**Stored items from a collection:**
------------------------------

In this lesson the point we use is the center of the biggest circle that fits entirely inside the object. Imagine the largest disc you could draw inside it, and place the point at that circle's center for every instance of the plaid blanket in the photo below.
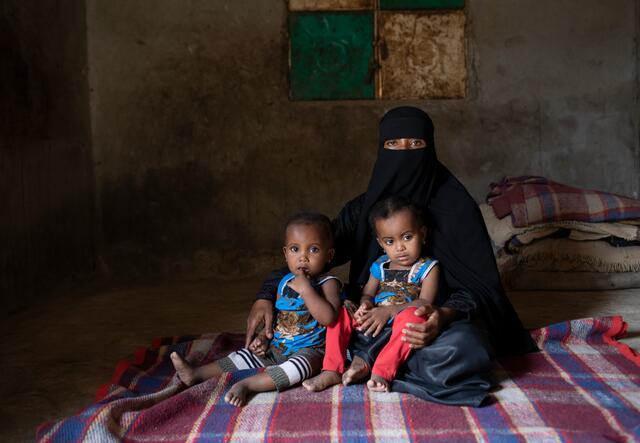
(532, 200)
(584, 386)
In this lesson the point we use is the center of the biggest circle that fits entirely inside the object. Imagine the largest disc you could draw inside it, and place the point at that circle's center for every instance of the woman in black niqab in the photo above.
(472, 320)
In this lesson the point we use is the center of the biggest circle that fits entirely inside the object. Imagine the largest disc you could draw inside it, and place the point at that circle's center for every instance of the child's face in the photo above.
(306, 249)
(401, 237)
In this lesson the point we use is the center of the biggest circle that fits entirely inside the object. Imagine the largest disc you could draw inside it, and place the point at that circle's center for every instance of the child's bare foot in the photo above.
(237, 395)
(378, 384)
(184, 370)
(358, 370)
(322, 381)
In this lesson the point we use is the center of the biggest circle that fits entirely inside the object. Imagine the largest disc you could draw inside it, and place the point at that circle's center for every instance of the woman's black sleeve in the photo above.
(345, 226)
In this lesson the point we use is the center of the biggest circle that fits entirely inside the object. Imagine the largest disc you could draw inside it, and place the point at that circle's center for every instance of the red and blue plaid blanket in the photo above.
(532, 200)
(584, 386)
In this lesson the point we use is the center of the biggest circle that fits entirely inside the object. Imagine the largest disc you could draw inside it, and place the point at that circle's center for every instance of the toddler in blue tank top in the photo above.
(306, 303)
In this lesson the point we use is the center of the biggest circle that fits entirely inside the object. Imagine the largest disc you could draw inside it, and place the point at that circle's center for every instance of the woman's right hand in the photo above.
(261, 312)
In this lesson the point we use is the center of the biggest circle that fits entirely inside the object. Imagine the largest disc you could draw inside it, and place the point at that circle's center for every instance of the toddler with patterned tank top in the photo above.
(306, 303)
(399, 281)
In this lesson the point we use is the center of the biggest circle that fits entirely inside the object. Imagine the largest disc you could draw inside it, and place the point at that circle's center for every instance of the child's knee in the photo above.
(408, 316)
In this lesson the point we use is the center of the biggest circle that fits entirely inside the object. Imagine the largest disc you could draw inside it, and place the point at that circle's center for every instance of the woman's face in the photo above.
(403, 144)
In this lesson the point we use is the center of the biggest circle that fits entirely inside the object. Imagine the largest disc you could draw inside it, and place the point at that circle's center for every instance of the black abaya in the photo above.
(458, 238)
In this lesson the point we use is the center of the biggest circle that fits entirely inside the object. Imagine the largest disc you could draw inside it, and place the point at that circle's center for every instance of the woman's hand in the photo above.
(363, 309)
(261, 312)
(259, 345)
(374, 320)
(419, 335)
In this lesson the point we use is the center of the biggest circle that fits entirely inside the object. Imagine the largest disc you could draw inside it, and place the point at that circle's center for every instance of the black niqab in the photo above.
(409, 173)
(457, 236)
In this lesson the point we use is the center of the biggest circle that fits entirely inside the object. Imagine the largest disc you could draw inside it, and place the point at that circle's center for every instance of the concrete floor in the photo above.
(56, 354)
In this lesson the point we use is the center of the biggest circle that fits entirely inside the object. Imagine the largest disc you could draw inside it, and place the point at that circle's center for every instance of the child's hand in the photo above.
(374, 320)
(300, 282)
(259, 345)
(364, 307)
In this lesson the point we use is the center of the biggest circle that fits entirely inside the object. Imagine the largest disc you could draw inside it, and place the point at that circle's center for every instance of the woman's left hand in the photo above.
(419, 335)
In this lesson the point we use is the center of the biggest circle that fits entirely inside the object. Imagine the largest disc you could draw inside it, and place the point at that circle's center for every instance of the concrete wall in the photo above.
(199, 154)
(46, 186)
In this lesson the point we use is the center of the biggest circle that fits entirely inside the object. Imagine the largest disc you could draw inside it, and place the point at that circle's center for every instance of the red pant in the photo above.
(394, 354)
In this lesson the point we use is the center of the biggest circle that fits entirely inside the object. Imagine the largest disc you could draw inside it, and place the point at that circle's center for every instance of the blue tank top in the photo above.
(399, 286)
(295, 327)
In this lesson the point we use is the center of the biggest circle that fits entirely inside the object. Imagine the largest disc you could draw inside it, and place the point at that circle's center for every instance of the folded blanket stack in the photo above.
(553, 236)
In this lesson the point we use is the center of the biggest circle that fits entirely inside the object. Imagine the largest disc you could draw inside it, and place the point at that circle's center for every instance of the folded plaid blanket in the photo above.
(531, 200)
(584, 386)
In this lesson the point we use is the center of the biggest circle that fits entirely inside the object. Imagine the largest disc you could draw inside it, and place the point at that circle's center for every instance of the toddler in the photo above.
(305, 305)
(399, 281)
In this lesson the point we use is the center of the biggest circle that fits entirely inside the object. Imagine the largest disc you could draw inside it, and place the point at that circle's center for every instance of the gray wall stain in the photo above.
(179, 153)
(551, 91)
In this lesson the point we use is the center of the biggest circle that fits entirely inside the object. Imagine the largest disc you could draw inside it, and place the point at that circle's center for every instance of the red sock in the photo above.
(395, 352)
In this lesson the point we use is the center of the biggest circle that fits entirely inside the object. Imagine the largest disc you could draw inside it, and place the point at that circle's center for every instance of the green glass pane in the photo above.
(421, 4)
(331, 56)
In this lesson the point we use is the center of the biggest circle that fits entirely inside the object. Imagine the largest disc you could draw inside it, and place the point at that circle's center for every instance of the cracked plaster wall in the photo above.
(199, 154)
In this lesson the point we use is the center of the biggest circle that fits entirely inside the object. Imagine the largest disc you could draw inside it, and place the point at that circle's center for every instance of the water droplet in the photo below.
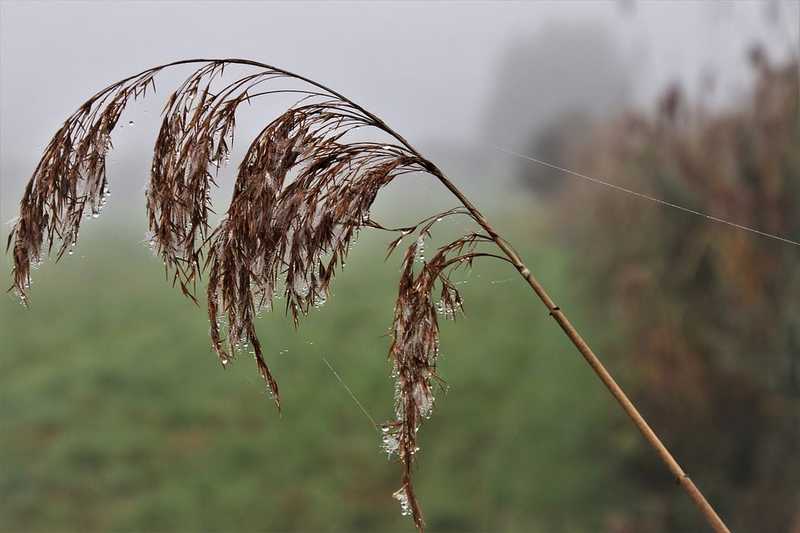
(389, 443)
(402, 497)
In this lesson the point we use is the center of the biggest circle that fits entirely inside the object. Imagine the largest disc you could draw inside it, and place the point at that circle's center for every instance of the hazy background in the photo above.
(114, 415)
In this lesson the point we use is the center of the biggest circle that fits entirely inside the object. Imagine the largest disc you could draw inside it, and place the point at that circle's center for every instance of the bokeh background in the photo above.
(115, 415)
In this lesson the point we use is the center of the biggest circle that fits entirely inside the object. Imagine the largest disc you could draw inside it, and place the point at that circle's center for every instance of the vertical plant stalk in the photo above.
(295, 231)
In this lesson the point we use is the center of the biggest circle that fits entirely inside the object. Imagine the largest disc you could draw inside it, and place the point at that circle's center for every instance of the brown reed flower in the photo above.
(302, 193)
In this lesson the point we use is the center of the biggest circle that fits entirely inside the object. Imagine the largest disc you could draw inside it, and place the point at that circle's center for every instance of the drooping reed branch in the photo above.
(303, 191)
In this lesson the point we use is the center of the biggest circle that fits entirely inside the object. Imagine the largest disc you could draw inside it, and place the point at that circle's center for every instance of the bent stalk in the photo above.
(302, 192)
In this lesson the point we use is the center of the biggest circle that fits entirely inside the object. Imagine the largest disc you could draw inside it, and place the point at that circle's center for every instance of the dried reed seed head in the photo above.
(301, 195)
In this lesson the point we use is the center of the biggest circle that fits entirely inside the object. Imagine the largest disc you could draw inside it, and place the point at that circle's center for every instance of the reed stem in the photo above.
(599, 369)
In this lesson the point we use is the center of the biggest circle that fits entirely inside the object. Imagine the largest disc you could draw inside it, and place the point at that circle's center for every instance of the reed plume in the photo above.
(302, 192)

------------------------------

**Task instructions:** Print every entry above again without changing a word, and omit the pictures.

**Exercise output:**
In this lesson the point we use is the center of the biggest circle that fits entirely inside the object. Imagine the largest disc you could draw inside it, and place the point at that circle's center for every instance of the plaid blanket in the photo below.
(532, 200)
(584, 386)
In this lesson the point we use is the center of the biggest circle that fits entirely inside the object. Imagine the largest disc you could draw inside it, and place the point at that circle's center for every instance of the woman in black niqab in the photo above.
(472, 320)
In this lesson the point we use is the center of the biggest circle that fits entirely inside the object. Imagine the largest disc you could draw inside it, and place the point at that circle's center for every instance of the child's face in the photo above.
(306, 249)
(401, 237)
In this lesson the point we use is the center of the biggest circle that fits entirely inside the object. Imagine the largest disc you could draw inside it, and place the point at that circle's center for every instance of the child's bare foot in the photo above.
(237, 395)
(378, 384)
(184, 370)
(358, 370)
(322, 381)
In this lesson the point we use is the center of the biggest circle that fits entirely inside the object. Imagine the largest disc you could draw inside it, and place the point at that circle's center for every instance of the woman's black sleeve in the photo above.
(345, 226)
In this lesson the point we use is the center of the biggest circle that fits entirely inside the object. Imagine the largest disc you could draw inside it, and place the point at that circle's center for every instance of the red and blue plaid blanket in the photo above.
(532, 200)
(584, 386)
In this lesson the point we use is the center of the biggest circle that fits entirely inside the object. Imagine the largest disc you could draw inside it, and place the point at that circle's center for every instance of the toddler in blue tank top in the photo above.
(306, 303)
In this lesson the point we use is the center of the biggest circle that fits entirely inside the object. Imagine the largest disc you could draw inside it, and place the point at that circle's center for every instance of the woman's right hand in the photo above.
(261, 312)
In this lesson the point we use is the center of the biggest circle that fits entirely inside the object. Imagine the largest disc you could draw inside it, and place the point at that circle's center for every instance of the toddler with patterned tank top in the photo above.
(306, 303)
(399, 281)
In this lesson the point we use is the center of the biggest circle that fits entirely inside the object. Imagine the largest disc you could draw inside it, and place the point at that circle's center for every instance of the child's knee in the photo above.
(408, 316)
In this lesson the point we use is the center of the biggest circle that fits entirely inside the object. Imagine the largest disc you could draw inside it, and place the point at that circle's center for every instance of the woman's face in the photo above.
(403, 144)
In this lesson the point we use is the center of the biggest circle that fits entirely inside the object. Imagine the largest disc you could draw inside it, and place the point at that circle's center for every instance of the black abaya in the photo above.
(458, 238)
In this lesson the point we use is the center of the biggest circle that fits entirely inside the object. Imagine the largest disc you could draw inside it, and place the point at that circle's center for every instance of the woman's hand in the photo above.
(363, 309)
(261, 312)
(259, 345)
(374, 320)
(419, 335)
In this lesson the point we use is the center of the biggest circle that fits entirely inside the object. Imagine the largest disc you could draw inside it, and place the point at that circle's center for every instance of the black niqab in the photo above.
(409, 173)
(457, 236)
In this lesson the point we use is the center of the biggest circle that fits entirely inside the object. Imagine the largest disc you could draw inside it, and place the point at that circle's center for every instance of the concrete floor in the photo above.
(56, 354)
In this lesson the point we use is the center of the biggest circle that fits entirely inside the object. Imagine the largest disc you could draw inside it, and place the point at that circle's center for every instance of the child's hand in the photo above.
(374, 320)
(300, 282)
(259, 345)
(364, 307)
In this lesson the point we use is the center of the biggest circle that fits entirely inside the object. Imagine the largest disc you could draw inside it, and place the point at that circle's center for every instance of the woman's left hand in the photo above.
(419, 335)
In this lesson the point we use is the center of the biggest circle that fits entirely inside the object. Imagine the largest disc you could draw inside it, and place the point at that circle's center for every instance of the concrete wall in the photo above.
(199, 154)
(46, 186)
In this lesson the point we use is the center of the biggest circle that fits entirely inside the object. Imagine the largest disc you could draw inside it, and place the point at that circle's center for every instance of the red pant in the photo above.
(394, 354)
In this lesson the point we use is the center of the biggest circle that fits entirely inside the object. Imagine the largest disc you could draw inside it, and place the point at that circle's center for every instance of the blue tank top in the photo above.
(399, 286)
(295, 327)
In this lesson the point we use is the center of the biggest circle that fits entirely inside the object. Imagine the largest disc you could draw inside it, and place the point at that circle's center for every instance of the folded blanket stack in the photo above.
(553, 236)
In this lesson the point we use is the center of the biggest circle that fits entirely inside the object. Imagine the largest disc you could draw inside it, and place the point at that circle's center for every instance of the folded plaid blanket in the photo above.
(531, 200)
(584, 386)
In this lesson the point we use is the center of the biggest circle that fits entirely inside the object. Imagine the largest disc you could draw inside it, and place the point at that circle's center for every instance of the toddler in the photo above.
(305, 305)
(399, 281)
In this lesson the point we use is the center of the biggest circle that fits entirely inside the object. Imagine the largest disc you could draw inside it, and place the point at that circle's center for every instance of the gray wall stain in the photo above.
(179, 153)
(551, 91)
In this lesson the point we use is the center of the biggest circle that fits entirely inside the object. Imagine the largest disc you could draw inside it, and place the point at that circle's center for every instance of the red sock in the photo above.
(395, 352)
In this lesson the point we use is the center of the biggest circle that fits entirely inside the object. Imagine the largest disc you could draw inside it, and place the point at that circle's center for every instance of the green glass pane in the photo above.
(421, 4)
(331, 56)
In this lesson the point we use is the center of the biggest circle that fits entirely inside the object. Imagine the largest disc you could draw inside it, and place the point at that circle's center for every instance of the cracked plaster wall in the photo above.
(199, 154)
In this lesson the point we use is the center of the biggest circle that fits entirely inside the object. Imagine the largest disc you could draw inside it, and place the point at that circle's center for every instance of the water droplet in the photo below.
(389, 443)
(402, 497)
In this lesson the point we use is the center of the biggest circle that fits entirely inside the object. Imagine the largest disc you could draw inside it, and place the point at that circle's center for every instance of the hazy background in the photo above.
(114, 415)
In this lesson the point we use is the center of the biggest circle that fits entirely inside the object. Imagine the largest disc you could draw inside it, and place the point at that circle's center for every instance of the bokeh background in the photo above.
(115, 415)
In this lesson the point we use is the center of the biggest circle that fits entirely inside the object. Imagine the largest disc you could draw inside it, and place the point at that circle's center for every instance of the vertical plant stalk in the photo above.
(295, 231)
In this lesson the point we use is the center of the biggest circle that fits entirely inside the object. Imagine the largest disc you could draw inside it, and place the point at that circle's center for every instance of the brown reed flower in the photo above.
(302, 193)
In this lesson the point we use is the center of the biggest circle that fits entirely inside the object. Imagine the largest disc you could draw inside it, and place the point at that circle's center for every instance of the drooping reed branch in the photo above.
(303, 191)
In this lesson the point we use is the center of the biggest circle that fits entirely inside the object. Imagine the largest disc you could draw inside it, and place the point at that circle's center for every instance of the bent stalk in the photo above.
(302, 192)
In this lesson the point we use is the center of the biggest circle that fits entirely inside the object. Imagine the largest disc you could draw inside it, and place the point at that circle's center for every instance of the dried reed seed head in the photo above.
(301, 195)
In this lesson the point we use is the center of the biggest circle that fits entirely inside the object. Imagine the largest disc you could draw inside it, and place the point at that circle's center for every instance of the reed stem in the photo above.
(599, 369)
In this lesson the point we use is the center of the biggest circle that fits entirely inside the object. Imagine the largest disc you could draw inside it, and place the point at that circle's center for every instance of the reed plume in the photo above.
(302, 192)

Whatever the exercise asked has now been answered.